Segment Start: MATERIAL SUPPLIED

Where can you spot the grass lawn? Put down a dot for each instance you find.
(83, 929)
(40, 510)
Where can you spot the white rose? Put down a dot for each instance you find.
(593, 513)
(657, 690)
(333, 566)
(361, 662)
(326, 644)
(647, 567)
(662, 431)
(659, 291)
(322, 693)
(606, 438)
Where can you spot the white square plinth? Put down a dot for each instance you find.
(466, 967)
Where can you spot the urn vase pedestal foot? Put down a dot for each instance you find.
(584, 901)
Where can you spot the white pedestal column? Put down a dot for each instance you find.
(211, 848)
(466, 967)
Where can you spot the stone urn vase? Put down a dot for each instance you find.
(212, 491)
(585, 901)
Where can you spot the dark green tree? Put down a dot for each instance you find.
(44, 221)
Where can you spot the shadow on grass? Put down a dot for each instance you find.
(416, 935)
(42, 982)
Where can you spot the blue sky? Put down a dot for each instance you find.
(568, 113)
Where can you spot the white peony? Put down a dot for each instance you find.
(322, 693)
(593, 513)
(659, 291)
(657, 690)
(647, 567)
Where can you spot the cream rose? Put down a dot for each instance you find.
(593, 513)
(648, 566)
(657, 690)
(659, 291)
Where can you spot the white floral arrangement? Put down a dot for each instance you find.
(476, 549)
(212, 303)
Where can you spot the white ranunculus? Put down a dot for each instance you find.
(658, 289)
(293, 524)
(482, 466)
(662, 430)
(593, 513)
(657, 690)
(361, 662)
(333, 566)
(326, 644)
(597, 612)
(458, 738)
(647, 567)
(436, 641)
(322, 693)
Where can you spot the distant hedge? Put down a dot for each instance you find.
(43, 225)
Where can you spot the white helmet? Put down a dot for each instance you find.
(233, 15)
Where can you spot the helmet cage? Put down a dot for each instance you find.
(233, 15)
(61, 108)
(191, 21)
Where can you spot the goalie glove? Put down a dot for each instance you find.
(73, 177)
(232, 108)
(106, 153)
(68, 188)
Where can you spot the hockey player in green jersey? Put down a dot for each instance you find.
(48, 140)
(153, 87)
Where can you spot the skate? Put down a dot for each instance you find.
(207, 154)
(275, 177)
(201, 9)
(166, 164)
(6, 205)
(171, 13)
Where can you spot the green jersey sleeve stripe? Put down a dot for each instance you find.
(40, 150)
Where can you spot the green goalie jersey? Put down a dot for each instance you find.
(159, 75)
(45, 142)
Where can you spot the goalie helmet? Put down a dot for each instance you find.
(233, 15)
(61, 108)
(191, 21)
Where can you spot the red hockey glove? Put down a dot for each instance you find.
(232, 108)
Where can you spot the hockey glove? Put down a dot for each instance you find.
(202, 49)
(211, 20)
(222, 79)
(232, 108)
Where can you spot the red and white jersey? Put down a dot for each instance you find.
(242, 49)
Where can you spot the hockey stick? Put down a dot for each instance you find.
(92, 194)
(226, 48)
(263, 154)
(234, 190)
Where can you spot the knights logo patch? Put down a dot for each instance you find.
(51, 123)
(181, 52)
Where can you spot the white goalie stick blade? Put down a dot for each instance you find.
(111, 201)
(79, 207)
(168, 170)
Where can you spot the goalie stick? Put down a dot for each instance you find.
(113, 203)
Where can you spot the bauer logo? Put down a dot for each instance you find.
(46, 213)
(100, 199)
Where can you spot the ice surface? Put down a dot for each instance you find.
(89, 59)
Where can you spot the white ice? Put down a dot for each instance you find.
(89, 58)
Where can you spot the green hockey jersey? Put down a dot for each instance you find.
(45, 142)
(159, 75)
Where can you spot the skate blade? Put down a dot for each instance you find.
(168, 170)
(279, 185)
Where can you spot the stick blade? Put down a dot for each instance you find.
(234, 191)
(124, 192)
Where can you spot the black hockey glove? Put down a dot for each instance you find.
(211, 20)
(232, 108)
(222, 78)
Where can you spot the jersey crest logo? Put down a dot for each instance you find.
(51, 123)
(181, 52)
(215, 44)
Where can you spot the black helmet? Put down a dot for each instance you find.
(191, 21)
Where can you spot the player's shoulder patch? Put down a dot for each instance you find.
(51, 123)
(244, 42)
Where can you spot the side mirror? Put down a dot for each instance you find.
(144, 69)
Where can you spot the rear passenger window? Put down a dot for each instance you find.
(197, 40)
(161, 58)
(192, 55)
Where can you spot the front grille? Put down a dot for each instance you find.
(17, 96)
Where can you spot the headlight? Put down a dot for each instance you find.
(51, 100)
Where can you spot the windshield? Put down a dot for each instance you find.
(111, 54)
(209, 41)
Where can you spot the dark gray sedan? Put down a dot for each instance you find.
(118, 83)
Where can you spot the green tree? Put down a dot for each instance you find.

Segment End: MATERIAL SUPPLIED

* **PROBLEM TO WORK ON**
Nothing in the records may be dropped; reproduce them exactly.

* **YOUR SOLUTION**
Where can you spot the grass lawn? Put down a dot for each instance you find.
(83, 929)
(40, 510)
Where can you spot the white rose? Put down a dot for each instance you find.
(593, 513)
(657, 690)
(333, 566)
(361, 662)
(326, 644)
(647, 567)
(662, 431)
(659, 291)
(322, 693)
(606, 438)
Where can you spot the white square plinth? Put down a dot for each instance you find.
(466, 967)
Where can you spot the urn vase pedestal foot? Put down a dot for each instance you find.
(584, 901)
Where can you spot the white pedestal column? Put down a dot for each instance you find.
(211, 848)
(466, 967)
Where can you spot the stone urn vase? Put down a dot for each instance you find.
(212, 491)
(585, 901)
Where can you spot the dark green tree? Put down a dot for each instance you find.
(44, 221)
Where can you spot the shadow on grass? Put down a dot for each instance you find.
(416, 935)
(42, 982)
Where can you spot the blue sky? Put down a dot for each instance you find.
(568, 113)
Where can you spot the white peony? Put down a dot for each instance you find.
(322, 693)
(593, 513)
(659, 291)
(657, 690)
(647, 567)
Where can you spot the cream rose? Put down a dot for each instance you find.
(593, 513)
(648, 566)
(657, 690)
(659, 291)
Where can you spot the white floral arrangement? Put down a dot for each instance you find.
(476, 549)
(212, 303)
Where can you spot the white ranunculus? Put down a dot for each instance you find.
(658, 289)
(293, 524)
(482, 466)
(662, 430)
(593, 513)
(657, 690)
(361, 662)
(333, 566)
(326, 644)
(597, 612)
(458, 738)
(647, 567)
(436, 641)
(322, 693)
Where can you spot the distant hedge? Put down a dot for each instance you find.
(43, 225)
Where can you spot the white helmet? Put down a dot for each instance you find.
(233, 15)
Where can you spot the helmet cage? Put down a dot for each instance you find.
(233, 15)
(61, 108)
(191, 21)
Where can you spot the goalie glove? Put down a dot for each instance you find.
(73, 177)
(232, 108)
(106, 153)
(68, 188)
Where can you spot the hockey player in green jersey? Put down a dot for each instance you find.
(48, 140)
(153, 87)
Where can you spot the skate? Put down a dot for each instance you find.
(207, 154)
(275, 177)
(201, 9)
(166, 164)
(6, 205)
(171, 13)
Where can you spot the green jersey sleeve stripe? Put down a dot for each instance you find.
(40, 150)
Where can you spot the green goalie jersey? Put down a dot for each instance you find.
(159, 75)
(45, 142)
Where can you spot the goalie helmet? Put down a dot for each instance you find.
(233, 15)
(61, 108)
(191, 21)
Where can you spot the red hockey glove? Put down a dot for each instance you find.
(232, 108)
Where can you spot the hockey glove? Put down a dot for each instance you find.
(202, 49)
(211, 20)
(222, 79)
(232, 108)
Where can you spot the red and white jersey? Put down a dot for each instance you find.
(242, 49)
Where can you spot the hockey stick? Put down a dot for each instance you find.
(92, 194)
(226, 48)
(263, 154)
(234, 190)
Where can you spot the knights logo patch? Put down a dot for each instance you find.
(51, 123)
(181, 52)
Where can you spot the white goalie stick blade? Put down a dot for each instance you find.
(111, 201)
(79, 207)
(168, 170)
Where can you spot the goalie stick? Put down a dot for each instance you find.
(113, 203)
Where can you spot the bauer logo? Put down a dot for each instance you find.
(46, 213)
(100, 199)
Where can you spot the ice surface? Put down a dot for each instance you find.
(89, 59)
Where can you spot the white ice? Put down a dot for each instance you find.
(89, 58)
Where can you spot the green hockey jersey? Put down a dot for each instance you find.
(45, 142)
(159, 75)
Where can you spot the skate blade? Put down a dot for each instance you find.
(168, 170)
(279, 185)
Where can you spot the stick blade? Put down a dot for each instance you find.
(234, 191)
(124, 192)
Where can you spot the black hockey glove? Put down a dot for each instance you find.
(211, 20)
(232, 108)
(222, 78)
Where can you spot the jersey crest logo? Put down a dot for each instance you find.
(51, 123)
(181, 52)
(215, 44)
Where can you spot the black helmet? Put down a dot for each instance you find.
(191, 21)
Where can you spot the player's shoulder patch? Put down a dot for each instance you find.
(51, 123)
(244, 42)
Where can you spot the side mirror? Put down a dot for each instance you find.
(144, 69)
Where can you spot the rear passenger window? Put down a dot for each instance you find.
(197, 40)
(161, 58)
(192, 55)
Where can you spot the front grille? Put down a dot for each instance you find.
(17, 96)
Where can you spot the headlight? Put down a dot for each instance you find.
(51, 100)
Where can you spot the windshield? Put down a dot for each instance you find.
(111, 54)
(209, 41)
Where can you spot the dark gray sedan? Put down a dot for each instance you find.
(118, 83)
Where can you spot the green tree? Put down a dot for each instance you find.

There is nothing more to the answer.